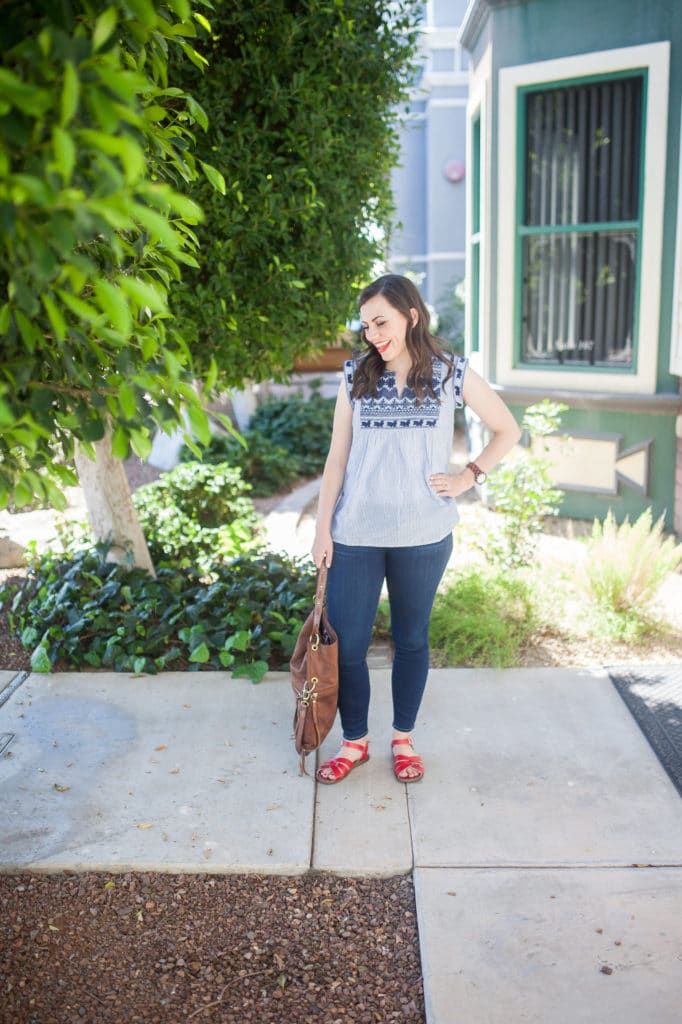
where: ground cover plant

---

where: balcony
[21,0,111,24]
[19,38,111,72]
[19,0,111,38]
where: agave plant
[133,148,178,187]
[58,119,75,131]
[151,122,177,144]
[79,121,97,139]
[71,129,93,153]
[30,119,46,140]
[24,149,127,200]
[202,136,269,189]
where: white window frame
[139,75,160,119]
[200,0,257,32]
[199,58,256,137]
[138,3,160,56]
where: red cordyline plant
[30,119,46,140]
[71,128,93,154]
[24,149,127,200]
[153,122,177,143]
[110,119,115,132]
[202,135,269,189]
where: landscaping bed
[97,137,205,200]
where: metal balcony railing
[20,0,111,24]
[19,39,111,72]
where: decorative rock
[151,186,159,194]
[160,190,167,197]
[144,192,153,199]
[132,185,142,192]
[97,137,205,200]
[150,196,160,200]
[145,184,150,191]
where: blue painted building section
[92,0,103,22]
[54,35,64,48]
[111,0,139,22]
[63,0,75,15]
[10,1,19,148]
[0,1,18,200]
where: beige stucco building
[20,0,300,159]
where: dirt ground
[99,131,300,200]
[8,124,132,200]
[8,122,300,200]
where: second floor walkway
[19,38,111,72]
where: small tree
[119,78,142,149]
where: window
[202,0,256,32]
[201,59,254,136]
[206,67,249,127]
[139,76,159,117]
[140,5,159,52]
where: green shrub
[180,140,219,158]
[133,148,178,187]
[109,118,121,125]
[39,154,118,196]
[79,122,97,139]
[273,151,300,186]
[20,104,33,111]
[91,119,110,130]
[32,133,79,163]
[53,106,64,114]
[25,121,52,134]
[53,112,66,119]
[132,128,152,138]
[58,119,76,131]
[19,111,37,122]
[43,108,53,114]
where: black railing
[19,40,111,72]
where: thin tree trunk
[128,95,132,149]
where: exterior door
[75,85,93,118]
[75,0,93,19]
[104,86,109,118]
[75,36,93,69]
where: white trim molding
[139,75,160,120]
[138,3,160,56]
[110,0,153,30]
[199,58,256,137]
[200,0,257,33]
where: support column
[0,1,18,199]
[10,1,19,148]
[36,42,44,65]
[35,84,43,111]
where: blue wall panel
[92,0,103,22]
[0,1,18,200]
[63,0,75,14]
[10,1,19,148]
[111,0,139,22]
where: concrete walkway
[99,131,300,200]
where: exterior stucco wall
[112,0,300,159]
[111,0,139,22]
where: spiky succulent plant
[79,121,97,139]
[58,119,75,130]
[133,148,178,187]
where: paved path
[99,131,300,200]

§ **WHAT TO DO**
Revise the data starting with the line that contains "where: balcony" and going on through the line that contains "[19,39,111,72]", substituting "planting bed" for "landscaping bed" and leaving everything else unchanged. Reproduce only those lines.

§ **SOLUTION**
where: balcony
[21,0,111,24]
[19,38,111,72]
[19,0,111,38]
where: agave plant
[133,148,178,187]
[58,119,75,131]
[151,122,177,144]
[79,121,97,139]
[71,129,93,153]
[30,119,46,140]
[24,149,127,200]
[202,136,269,189]
where: white window frame
[139,75,160,119]
[200,0,257,32]
[199,58,256,137]
[138,3,160,56]
where: red cordyline plant
[30,119,46,140]
[71,128,93,154]
[24,149,127,200]
[153,122,177,143]
[110,119,115,132]
[202,135,269,189]
where: planting bed
[97,137,205,200]
where: metal balcony railing
[20,0,111,24]
[19,39,111,72]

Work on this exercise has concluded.